Exercise data Start Marker
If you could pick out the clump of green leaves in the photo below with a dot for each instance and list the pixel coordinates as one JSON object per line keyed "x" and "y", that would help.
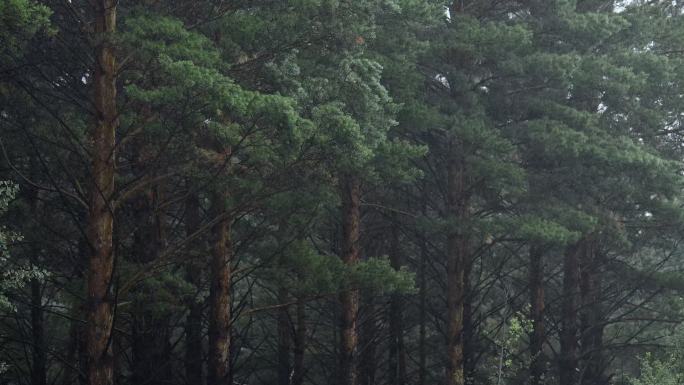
{"x": 12, "y": 277}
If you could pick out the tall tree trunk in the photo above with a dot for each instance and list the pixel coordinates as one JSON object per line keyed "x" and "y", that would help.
{"x": 591, "y": 328}
{"x": 568, "y": 334}
{"x": 457, "y": 254}
{"x": 350, "y": 191}
{"x": 422, "y": 287}
{"x": 397, "y": 353}
{"x": 193, "y": 323}
{"x": 100, "y": 216}
{"x": 219, "y": 296}
{"x": 300, "y": 344}
{"x": 368, "y": 362}
{"x": 39, "y": 354}
{"x": 469, "y": 334}
{"x": 538, "y": 335}
{"x": 284, "y": 339}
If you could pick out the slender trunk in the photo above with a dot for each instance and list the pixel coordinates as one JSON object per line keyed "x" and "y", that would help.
{"x": 568, "y": 334}
{"x": 590, "y": 318}
{"x": 300, "y": 344}
{"x": 397, "y": 353}
{"x": 284, "y": 339}
{"x": 350, "y": 191}
{"x": 368, "y": 363}
{"x": 193, "y": 323}
{"x": 100, "y": 217}
{"x": 219, "y": 296}
{"x": 469, "y": 334}
{"x": 422, "y": 336}
{"x": 538, "y": 335}
{"x": 457, "y": 254}
{"x": 39, "y": 364}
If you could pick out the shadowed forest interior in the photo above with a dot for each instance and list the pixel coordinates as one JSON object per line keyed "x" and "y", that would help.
{"x": 343, "y": 192}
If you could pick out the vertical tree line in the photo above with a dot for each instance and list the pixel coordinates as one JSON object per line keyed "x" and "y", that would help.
{"x": 355, "y": 192}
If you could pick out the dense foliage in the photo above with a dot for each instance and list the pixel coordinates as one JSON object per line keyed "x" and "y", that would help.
{"x": 341, "y": 192}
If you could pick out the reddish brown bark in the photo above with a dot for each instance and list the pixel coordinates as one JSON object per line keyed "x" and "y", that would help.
{"x": 219, "y": 296}
{"x": 100, "y": 216}
{"x": 538, "y": 335}
{"x": 350, "y": 190}
{"x": 457, "y": 254}
{"x": 591, "y": 323}
{"x": 397, "y": 351}
{"x": 568, "y": 364}
{"x": 193, "y": 324}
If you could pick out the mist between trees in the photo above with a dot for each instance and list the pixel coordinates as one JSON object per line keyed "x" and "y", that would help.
{"x": 388, "y": 192}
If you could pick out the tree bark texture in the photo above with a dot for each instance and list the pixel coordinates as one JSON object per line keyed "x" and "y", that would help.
{"x": 350, "y": 190}
{"x": 100, "y": 216}
{"x": 220, "y": 296}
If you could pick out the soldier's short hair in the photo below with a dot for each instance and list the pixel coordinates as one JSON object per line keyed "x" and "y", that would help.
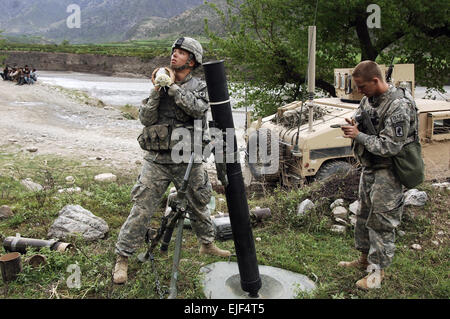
{"x": 367, "y": 70}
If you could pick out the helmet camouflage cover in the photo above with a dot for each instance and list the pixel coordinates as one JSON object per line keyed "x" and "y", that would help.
{"x": 191, "y": 45}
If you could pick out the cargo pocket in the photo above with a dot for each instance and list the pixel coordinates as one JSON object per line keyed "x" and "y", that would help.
{"x": 204, "y": 192}
{"x": 144, "y": 140}
{"x": 163, "y": 136}
{"x": 181, "y": 115}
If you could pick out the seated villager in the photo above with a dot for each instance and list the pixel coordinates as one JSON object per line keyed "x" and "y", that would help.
{"x": 33, "y": 76}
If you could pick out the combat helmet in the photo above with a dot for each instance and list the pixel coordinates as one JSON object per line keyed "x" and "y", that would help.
{"x": 192, "y": 46}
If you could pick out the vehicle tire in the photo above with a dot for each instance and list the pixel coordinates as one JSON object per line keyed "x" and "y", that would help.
{"x": 333, "y": 168}
{"x": 257, "y": 169}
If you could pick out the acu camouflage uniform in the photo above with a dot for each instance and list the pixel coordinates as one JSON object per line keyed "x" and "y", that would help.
{"x": 394, "y": 115}
{"x": 189, "y": 101}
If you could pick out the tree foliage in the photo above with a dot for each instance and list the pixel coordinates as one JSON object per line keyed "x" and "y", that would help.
{"x": 267, "y": 43}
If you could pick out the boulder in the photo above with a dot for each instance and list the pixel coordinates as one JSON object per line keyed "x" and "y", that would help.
{"x": 70, "y": 190}
{"x": 74, "y": 220}
{"x": 336, "y": 203}
{"x": 353, "y": 208}
{"x": 444, "y": 185}
{"x": 352, "y": 219}
{"x": 413, "y": 197}
{"x": 70, "y": 180}
{"x": 106, "y": 177}
{"x": 304, "y": 207}
{"x": 30, "y": 185}
{"x": 31, "y": 149}
{"x": 340, "y": 212}
{"x": 5, "y": 212}
{"x": 338, "y": 228}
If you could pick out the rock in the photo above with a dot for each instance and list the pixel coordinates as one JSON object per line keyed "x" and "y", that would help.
{"x": 106, "y": 177}
{"x": 341, "y": 221}
{"x": 70, "y": 190}
{"x": 352, "y": 219}
{"x": 439, "y": 186}
{"x": 353, "y": 208}
{"x": 338, "y": 228}
{"x": 31, "y": 149}
{"x": 401, "y": 233}
{"x": 413, "y": 197}
{"x": 30, "y": 185}
{"x": 73, "y": 220}
{"x": 340, "y": 212}
{"x": 336, "y": 203}
{"x": 5, "y": 212}
{"x": 304, "y": 207}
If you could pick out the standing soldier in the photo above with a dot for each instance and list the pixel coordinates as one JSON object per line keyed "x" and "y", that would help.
{"x": 186, "y": 100}
{"x": 392, "y": 113}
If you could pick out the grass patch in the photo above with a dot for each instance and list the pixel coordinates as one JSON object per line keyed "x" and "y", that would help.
{"x": 302, "y": 244}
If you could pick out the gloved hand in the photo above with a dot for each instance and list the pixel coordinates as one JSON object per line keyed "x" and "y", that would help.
{"x": 173, "y": 89}
{"x": 162, "y": 77}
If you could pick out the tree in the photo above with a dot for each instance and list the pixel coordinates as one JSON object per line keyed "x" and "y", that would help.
{"x": 266, "y": 43}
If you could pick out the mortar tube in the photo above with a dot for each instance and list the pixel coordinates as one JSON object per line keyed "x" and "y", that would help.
{"x": 235, "y": 190}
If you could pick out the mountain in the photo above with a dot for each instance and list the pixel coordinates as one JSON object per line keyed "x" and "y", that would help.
{"x": 191, "y": 23}
{"x": 101, "y": 20}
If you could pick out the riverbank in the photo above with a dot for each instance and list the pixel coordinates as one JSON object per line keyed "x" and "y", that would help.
{"x": 90, "y": 63}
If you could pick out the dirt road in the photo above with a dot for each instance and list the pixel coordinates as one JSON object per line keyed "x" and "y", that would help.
{"x": 58, "y": 121}
{"x": 49, "y": 119}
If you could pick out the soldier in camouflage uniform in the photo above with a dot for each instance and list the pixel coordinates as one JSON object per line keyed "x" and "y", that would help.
{"x": 184, "y": 101}
{"x": 394, "y": 116}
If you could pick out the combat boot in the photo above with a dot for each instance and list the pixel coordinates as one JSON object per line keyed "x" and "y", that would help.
{"x": 360, "y": 263}
{"x": 120, "y": 270}
{"x": 372, "y": 280}
{"x": 211, "y": 249}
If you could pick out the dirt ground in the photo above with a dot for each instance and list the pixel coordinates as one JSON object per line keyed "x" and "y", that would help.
{"x": 57, "y": 122}
{"x": 54, "y": 122}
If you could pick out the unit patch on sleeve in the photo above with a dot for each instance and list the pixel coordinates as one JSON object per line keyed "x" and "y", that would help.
{"x": 399, "y": 130}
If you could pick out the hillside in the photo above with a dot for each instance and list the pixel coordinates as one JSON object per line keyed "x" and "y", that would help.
{"x": 101, "y": 20}
{"x": 191, "y": 22}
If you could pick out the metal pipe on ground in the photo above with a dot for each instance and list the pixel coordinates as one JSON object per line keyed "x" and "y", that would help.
{"x": 20, "y": 244}
{"x": 235, "y": 190}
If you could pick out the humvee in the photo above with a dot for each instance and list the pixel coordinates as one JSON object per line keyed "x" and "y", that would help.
{"x": 313, "y": 147}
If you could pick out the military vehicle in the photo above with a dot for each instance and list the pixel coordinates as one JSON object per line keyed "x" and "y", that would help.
{"x": 311, "y": 143}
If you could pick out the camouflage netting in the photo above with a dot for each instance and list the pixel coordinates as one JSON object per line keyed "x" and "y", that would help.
{"x": 291, "y": 118}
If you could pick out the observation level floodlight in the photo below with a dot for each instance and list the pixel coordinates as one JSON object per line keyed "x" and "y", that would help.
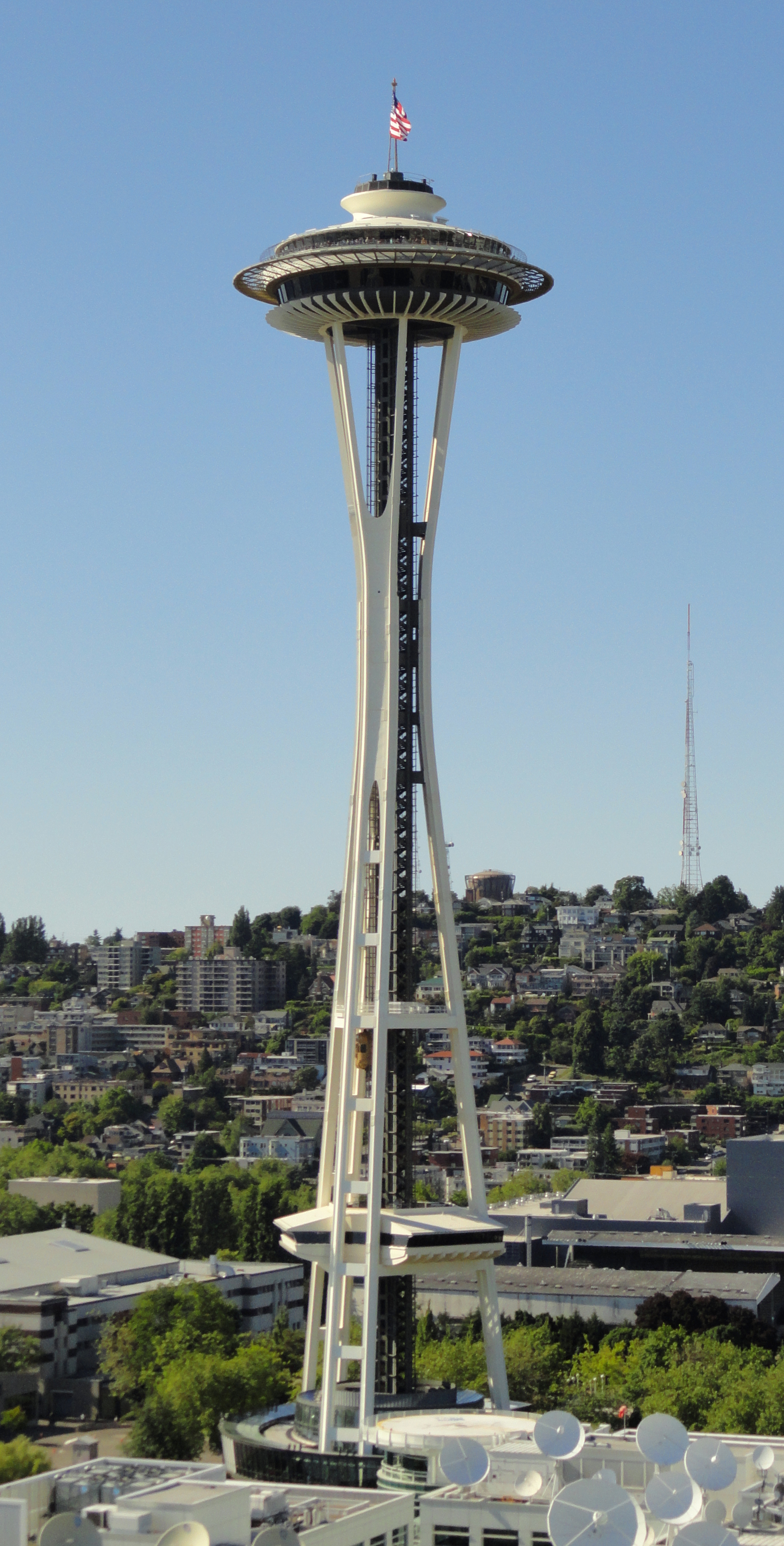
{"x": 68, "y": 1530}
{"x": 743, "y": 1514}
{"x": 662, "y": 1440}
{"x": 559, "y": 1435}
{"x": 673, "y": 1497}
{"x": 189, "y": 1533}
{"x": 712, "y": 1465}
{"x": 763, "y": 1457}
{"x": 596, "y": 1513}
{"x": 465, "y": 1461}
{"x": 701, "y": 1533}
{"x": 529, "y": 1485}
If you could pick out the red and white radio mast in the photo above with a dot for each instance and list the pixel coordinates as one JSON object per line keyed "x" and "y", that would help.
{"x": 690, "y": 871}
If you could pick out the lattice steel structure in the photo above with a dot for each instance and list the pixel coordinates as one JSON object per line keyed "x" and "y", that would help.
{"x": 690, "y": 871}
{"x": 393, "y": 280}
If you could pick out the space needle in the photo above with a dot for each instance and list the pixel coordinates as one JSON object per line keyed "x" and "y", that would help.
{"x": 395, "y": 279}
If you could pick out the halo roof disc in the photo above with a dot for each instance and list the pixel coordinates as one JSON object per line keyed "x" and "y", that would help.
{"x": 712, "y": 1465}
{"x": 465, "y": 1463}
{"x": 763, "y": 1457}
{"x": 594, "y": 1513}
{"x": 673, "y": 1497}
{"x": 559, "y": 1435}
{"x": 704, "y": 1534}
{"x": 529, "y": 1483}
{"x": 68, "y": 1530}
{"x": 662, "y": 1438}
{"x": 743, "y": 1513}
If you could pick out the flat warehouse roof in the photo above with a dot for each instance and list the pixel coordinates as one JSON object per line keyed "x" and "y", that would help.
{"x": 639, "y": 1197}
{"x": 41, "y": 1261}
{"x": 596, "y": 1282}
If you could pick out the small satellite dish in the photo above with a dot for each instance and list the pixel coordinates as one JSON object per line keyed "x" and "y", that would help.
{"x": 276, "y": 1536}
{"x": 712, "y": 1465}
{"x": 68, "y": 1530}
{"x": 763, "y": 1457}
{"x": 186, "y": 1534}
{"x": 594, "y": 1513}
{"x": 743, "y": 1514}
{"x": 559, "y": 1435}
{"x": 715, "y": 1511}
{"x": 529, "y": 1483}
{"x": 701, "y": 1533}
{"x": 673, "y": 1497}
{"x": 463, "y": 1461}
{"x": 662, "y": 1440}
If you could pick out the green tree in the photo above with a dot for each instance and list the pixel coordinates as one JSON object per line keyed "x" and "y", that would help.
{"x": 27, "y": 942}
{"x": 21, "y": 1458}
{"x": 588, "y": 1044}
{"x": 18, "y": 1350}
{"x": 540, "y": 1126}
{"x": 240, "y": 933}
{"x": 631, "y": 894}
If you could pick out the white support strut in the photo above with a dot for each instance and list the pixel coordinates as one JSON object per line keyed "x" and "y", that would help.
{"x": 353, "y": 1123}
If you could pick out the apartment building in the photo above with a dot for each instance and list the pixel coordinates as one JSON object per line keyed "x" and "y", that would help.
{"x": 200, "y": 938}
{"x": 124, "y": 964}
{"x": 229, "y": 984}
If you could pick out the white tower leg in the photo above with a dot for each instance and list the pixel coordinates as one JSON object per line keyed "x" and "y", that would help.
{"x": 362, "y": 975}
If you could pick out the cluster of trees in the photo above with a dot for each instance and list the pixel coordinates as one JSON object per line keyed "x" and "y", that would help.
{"x": 181, "y": 1363}
{"x": 218, "y": 1210}
{"x": 706, "y": 1363}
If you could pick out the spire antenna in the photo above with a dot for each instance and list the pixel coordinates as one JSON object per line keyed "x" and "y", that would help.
{"x": 690, "y": 868}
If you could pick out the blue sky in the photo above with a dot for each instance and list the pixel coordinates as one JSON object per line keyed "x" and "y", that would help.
{"x": 177, "y": 596}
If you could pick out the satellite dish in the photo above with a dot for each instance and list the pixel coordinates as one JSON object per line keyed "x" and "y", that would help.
{"x": 276, "y": 1536}
{"x": 463, "y": 1461}
{"x": 701, "y": 1533}
{"x": 529, "y": 1483}
{"x": 186, "y": 1534}
{"x": 763, "y": 1457}
{"x": 743, "y": 1514}
{"x": 559, "y": 1435}
{"x": 662, "y": 1440}
{"x": 712, "y": 1465}
{"x": 596, "y": 1514}
{"x": 673, "y": 1497}
{"x": 68, "y": 1530}
{"x": 715, "y": 1513}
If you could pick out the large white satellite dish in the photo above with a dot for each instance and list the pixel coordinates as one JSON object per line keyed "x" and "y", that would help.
{"x": 673, "y": 1497}
{"x": 662, "y": 1440}
{"x": 743, "y": 1514}
{"x": 704, "y": 1534}
{"x": 465, "y": 1463}
{"x": 594, "y": 1513}
{"x": 712, "y": 1465}
{"x": 529, "y": 1483}
{"x": 559, "y": 1435}
{"x": 189, "y": 1533}
{"x": 763, "y": 1457}
{"x": 68, "y": 1530}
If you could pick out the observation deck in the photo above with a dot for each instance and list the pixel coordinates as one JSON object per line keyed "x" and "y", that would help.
{"x": 395, "y": 259}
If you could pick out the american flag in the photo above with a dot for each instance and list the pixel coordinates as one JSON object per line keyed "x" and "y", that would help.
{"x": 399, "y": 126}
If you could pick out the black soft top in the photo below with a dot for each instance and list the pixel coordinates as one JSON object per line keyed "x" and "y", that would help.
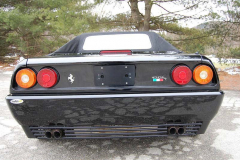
{"x": 158, "y": 43}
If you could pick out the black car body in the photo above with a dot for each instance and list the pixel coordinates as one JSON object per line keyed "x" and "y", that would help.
{"x": 104, "y": 94}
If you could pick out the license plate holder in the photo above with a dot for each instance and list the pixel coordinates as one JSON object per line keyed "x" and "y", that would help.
{"x": 114, "y": 75}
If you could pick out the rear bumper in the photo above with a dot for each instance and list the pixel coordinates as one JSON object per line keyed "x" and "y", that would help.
{"x": 116, "y": 109}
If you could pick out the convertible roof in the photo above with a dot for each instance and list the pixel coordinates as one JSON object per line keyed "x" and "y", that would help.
{"x": 158, "y": 44}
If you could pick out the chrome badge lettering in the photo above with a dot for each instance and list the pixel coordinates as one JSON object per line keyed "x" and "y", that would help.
{"x": 71, "y": 78}
{"x": 16, "y": 101}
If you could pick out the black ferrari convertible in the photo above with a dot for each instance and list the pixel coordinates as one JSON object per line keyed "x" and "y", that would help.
{"x": 115, "y": 85}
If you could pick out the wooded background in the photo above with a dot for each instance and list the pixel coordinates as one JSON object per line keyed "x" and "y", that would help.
{"x": 38, "y": 27}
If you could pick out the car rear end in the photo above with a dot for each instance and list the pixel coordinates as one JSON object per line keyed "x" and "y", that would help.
{"x": 106, "y": 96}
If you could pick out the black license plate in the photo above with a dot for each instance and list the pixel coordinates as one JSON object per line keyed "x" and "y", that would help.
{"x": 114, "y": 75}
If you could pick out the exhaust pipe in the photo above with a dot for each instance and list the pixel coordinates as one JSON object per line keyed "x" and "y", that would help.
{"x": 57, "y": 133}
{"x": 172, "y": 130}
{"x": 181, "y": 130}
{"x": 48, "y": 134}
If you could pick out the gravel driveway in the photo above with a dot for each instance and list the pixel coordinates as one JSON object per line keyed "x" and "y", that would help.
{"x": 221, "y": 141}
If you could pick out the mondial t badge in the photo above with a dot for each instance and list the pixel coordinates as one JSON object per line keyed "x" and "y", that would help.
{"x": 159, "y": 78}
{"x": 71, "y": 78}
{"x": 16, "y": 101}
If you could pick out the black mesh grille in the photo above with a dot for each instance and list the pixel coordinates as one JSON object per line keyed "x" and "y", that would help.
{"x": 117, "y": 131}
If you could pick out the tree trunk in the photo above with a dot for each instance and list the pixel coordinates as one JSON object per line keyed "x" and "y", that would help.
{"x": 147, "y": 16}
{"x": 136, "y": 15}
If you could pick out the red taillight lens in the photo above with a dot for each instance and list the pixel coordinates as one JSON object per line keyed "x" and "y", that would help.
{"x": 203, "y": 74}
{"x": 47, "y": 77}
{"x": 181, "y": 75}
{"x": 117, "y": 52}
{"x": 26, "y": 78}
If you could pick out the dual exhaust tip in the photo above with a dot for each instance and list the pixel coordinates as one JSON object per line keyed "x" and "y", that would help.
{"x": 57, "y": 133}
{"x": 176, "y": 130}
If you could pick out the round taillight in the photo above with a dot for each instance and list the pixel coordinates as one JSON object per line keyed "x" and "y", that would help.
{"x": 26, "y": 78}
{"x": 47, "y": 77}
{"x": 181, "y": 75}
{"x": 202, "y": 74}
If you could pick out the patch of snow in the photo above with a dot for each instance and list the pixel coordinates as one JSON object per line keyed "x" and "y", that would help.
{"x": 227, "y": 138}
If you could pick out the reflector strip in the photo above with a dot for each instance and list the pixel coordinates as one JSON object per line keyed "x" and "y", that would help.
{"x": 116, "y": 52}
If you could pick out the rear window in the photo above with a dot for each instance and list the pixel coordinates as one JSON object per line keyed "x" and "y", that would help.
{"x": 117, "y": 42}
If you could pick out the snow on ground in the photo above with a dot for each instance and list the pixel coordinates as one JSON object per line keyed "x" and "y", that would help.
{"x": 231, "y": 65}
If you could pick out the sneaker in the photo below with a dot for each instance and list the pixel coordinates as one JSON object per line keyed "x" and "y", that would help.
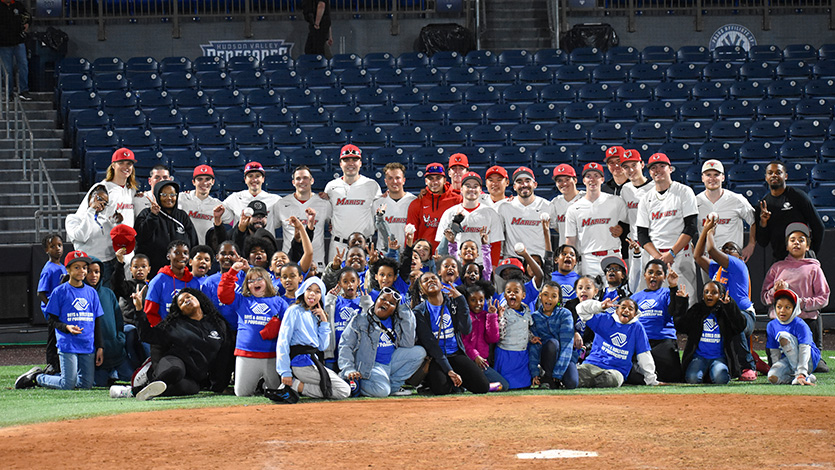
Exercise data End Marker
• [Directions for this task] Your answer should consist solely of the lines from the one holding "If you could pick out the black mesh" through the end of the listing, reproduced exactly and without pictures.

• [Answer to this exercise]
If you could pick out the black mesh grille in the photo above with a dot for each instance and list the pixel coordinates as one JSON object per line keyed "x" and "y", that would help.
{"x": 117, "y": 131}
If you could pick out the tree trunk in the photo above with a dot for each instance and list the pixel coordinates as one JSON object per line keyed "x" and "y", that would help.
{"x": 147, "y": 16}
{"x": 136, "y": 15}
If you could pick out the red taillight lens in the photo above with a dot for each instance and list the pixel coordinates as one JSON object per line keyed "x" and "y", that would help.
{"x": 203, "y": 74}
{"x": 47, "y": 77}
{"x": 181, "y": 75}
{"x": 117, "y": 52}
{"x": 26, "y": 78}
If you could pick out the dual exhaust tip in the photo above with a dot for each instance and list the pixel coordinates as one JSON object per line keyed "x" and "y", that would help.
{"x": 57, "y": 133}
{"x": 176, "y": 130}
If you could pick out the round taillight in the photo above with a dot for each instance and list the pixel coordinates as one JSON object per line keyed "x" and "y", that would help.
{"x": 26, "y": 78}
{"x": 47, "y": 77}
{"x": 181, "y": 75}
{"x": 202, "y": 74}
If you could pick out the patch of snow in the photo above with a dot for each instance and list the pixel coordinates as one JSON object per line keyed "x" and "y", that would help.
{"x": 227, "y": 138}
If you could pick out the reflector strip in the photo above with a dot for each instance and list the pixel coordinates as one JSON object per line keyed "x" and "y", that would help.
{"x": 116, "y": 52}
If you could pick out the rear window in the photo above with a dot for each instance and list the pixel coordinates as one JSON object per line keyed "x" and "y", that would help.
{"x": 117, "y": 42}
If you could pick out the snow on ground in the photo above with a dot for each instance and list the pixel coordinates as one JSON object per line keyed "x" and "y", that would help.
{"x": 231, "y": 65}
If you could pick out the sneaker in the photo below with a dot for each instance and list the pixel coordinates as one JSON object per line keyed "x" and "y", that would help.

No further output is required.